Extraia tudo o que vai do começo das linhas abaixo até a linha que contém "Query: scissor blade", inclusive. Reproduza cada uma sem nenhuma alteração.

--*--

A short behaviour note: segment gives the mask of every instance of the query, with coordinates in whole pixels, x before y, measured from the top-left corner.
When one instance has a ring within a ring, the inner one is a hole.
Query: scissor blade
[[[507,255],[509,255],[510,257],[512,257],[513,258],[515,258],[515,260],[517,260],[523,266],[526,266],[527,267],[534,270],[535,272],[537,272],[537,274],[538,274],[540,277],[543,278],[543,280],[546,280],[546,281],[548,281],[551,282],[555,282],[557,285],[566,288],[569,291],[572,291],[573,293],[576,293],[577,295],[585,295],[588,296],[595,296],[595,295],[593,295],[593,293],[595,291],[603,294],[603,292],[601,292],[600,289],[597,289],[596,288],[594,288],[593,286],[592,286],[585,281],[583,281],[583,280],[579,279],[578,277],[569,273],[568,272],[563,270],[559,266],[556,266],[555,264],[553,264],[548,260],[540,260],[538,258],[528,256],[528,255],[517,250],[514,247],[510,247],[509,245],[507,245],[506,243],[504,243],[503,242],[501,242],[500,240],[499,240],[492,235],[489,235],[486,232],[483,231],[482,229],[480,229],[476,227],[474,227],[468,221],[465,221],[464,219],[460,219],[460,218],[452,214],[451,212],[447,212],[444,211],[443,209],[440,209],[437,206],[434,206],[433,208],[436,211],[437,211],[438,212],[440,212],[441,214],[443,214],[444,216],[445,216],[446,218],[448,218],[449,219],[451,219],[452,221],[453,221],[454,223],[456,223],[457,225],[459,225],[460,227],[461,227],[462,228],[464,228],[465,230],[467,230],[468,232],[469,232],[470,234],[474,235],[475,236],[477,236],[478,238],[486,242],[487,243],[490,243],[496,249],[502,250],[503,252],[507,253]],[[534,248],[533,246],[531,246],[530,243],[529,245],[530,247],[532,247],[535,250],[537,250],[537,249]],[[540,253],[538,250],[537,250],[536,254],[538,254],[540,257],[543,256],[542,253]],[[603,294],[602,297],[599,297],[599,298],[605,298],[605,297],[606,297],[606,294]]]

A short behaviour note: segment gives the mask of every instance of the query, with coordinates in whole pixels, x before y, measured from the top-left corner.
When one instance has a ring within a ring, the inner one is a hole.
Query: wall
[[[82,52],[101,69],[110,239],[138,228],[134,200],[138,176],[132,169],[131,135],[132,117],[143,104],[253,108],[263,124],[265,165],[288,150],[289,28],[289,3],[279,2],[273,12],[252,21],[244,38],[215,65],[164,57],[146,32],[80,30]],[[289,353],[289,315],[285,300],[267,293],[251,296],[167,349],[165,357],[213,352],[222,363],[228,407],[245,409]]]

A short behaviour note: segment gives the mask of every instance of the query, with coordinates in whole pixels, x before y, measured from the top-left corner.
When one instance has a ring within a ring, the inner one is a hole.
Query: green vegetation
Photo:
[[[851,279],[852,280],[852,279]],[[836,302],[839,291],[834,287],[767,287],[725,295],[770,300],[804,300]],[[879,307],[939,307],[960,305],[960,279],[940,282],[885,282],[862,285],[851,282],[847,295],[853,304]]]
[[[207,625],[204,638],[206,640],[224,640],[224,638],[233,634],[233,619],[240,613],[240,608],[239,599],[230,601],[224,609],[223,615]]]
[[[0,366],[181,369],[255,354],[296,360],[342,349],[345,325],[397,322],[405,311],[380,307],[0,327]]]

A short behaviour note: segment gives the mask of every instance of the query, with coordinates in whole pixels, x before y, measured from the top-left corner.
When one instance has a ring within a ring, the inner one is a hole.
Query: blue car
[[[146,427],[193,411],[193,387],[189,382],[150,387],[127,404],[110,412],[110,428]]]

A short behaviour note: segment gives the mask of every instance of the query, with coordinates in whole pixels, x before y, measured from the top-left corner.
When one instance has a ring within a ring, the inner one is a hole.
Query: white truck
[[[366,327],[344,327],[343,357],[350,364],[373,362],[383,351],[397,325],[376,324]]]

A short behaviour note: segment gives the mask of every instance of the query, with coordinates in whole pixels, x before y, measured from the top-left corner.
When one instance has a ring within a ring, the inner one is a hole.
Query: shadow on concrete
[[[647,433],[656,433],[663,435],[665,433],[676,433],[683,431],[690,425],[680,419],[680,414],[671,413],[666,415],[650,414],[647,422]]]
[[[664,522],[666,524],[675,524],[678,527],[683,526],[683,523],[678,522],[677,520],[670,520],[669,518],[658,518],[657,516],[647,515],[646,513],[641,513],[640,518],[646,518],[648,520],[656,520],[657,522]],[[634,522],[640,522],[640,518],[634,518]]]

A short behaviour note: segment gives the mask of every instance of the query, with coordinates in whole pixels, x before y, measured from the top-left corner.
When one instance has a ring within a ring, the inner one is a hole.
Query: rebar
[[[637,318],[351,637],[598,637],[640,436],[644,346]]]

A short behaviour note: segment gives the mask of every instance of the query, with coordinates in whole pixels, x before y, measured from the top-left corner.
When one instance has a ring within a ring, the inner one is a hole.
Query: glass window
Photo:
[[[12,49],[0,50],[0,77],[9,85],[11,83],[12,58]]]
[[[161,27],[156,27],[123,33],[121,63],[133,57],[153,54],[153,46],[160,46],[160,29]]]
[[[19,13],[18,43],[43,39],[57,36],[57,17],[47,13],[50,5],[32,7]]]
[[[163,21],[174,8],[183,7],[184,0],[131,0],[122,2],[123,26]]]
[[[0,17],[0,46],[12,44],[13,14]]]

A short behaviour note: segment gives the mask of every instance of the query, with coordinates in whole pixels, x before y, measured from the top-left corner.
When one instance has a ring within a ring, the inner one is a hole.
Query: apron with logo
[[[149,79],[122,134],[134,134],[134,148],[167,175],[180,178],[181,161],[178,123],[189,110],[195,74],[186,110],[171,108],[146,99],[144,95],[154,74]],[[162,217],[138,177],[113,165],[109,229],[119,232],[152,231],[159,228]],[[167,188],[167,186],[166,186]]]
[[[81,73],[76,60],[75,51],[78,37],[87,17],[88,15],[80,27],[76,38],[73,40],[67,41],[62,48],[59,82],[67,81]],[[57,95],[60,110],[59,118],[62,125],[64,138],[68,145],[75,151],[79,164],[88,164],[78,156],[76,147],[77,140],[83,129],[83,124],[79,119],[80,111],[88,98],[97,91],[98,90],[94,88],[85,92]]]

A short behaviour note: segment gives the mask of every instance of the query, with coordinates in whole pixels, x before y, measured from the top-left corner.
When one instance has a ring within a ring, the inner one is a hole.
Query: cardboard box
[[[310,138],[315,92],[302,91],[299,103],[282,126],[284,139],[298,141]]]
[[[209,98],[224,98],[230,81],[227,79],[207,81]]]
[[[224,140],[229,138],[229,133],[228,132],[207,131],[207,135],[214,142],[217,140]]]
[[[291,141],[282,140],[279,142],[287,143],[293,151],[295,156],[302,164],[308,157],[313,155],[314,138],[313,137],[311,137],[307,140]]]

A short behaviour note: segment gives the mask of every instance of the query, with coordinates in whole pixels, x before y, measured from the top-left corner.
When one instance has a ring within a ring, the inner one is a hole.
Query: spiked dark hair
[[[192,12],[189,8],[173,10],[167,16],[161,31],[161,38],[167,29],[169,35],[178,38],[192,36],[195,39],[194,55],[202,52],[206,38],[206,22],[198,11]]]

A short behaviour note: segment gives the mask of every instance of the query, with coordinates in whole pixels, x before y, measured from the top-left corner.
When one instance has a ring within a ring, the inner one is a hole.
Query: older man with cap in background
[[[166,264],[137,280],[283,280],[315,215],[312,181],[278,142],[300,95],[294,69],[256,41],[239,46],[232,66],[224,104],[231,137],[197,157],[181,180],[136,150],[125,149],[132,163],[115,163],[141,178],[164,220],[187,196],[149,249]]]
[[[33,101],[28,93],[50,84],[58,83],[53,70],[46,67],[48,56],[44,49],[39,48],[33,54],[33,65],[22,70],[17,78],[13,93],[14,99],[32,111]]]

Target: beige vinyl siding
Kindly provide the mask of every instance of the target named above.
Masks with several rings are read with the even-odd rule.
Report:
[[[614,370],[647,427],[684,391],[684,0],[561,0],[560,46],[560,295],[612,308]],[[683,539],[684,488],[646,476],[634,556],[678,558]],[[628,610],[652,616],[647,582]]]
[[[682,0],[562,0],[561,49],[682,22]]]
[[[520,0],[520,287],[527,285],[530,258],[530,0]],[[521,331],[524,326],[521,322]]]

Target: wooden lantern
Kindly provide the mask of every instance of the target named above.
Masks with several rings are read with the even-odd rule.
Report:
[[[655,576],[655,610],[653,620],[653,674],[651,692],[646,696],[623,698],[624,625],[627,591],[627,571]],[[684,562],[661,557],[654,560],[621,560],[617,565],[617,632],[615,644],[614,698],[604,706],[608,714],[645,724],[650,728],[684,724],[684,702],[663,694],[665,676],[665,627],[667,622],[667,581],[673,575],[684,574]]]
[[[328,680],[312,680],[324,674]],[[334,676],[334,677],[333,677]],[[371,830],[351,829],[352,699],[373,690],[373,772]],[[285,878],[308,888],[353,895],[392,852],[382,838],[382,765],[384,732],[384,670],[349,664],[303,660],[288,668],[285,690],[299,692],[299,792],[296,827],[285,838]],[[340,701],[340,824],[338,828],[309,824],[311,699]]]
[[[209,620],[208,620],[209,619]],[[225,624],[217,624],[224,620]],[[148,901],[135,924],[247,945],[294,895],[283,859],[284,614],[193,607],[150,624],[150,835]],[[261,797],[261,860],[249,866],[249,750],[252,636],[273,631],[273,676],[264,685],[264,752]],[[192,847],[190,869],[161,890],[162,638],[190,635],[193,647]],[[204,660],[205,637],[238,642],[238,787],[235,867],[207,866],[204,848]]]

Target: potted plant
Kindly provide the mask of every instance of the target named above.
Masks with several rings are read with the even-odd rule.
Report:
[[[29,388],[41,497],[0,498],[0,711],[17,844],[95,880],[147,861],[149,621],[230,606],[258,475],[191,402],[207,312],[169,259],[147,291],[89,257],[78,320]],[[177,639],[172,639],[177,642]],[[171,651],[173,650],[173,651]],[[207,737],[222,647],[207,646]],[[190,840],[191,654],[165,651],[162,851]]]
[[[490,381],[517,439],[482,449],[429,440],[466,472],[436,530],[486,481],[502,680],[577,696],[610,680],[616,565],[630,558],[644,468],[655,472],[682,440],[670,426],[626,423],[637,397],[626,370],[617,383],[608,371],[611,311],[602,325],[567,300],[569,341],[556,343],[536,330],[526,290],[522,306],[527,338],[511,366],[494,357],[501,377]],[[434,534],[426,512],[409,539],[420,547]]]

--*--

▶ _RESULTADO DA TAREFA_:
A short behaviour note: segment gives the mask of every instance of the query, with coordinates in whole pixels, x before y, measured from the top-left corner.
When one instance has a ring within a ring, the inner one is a hole.
Query: scissor blade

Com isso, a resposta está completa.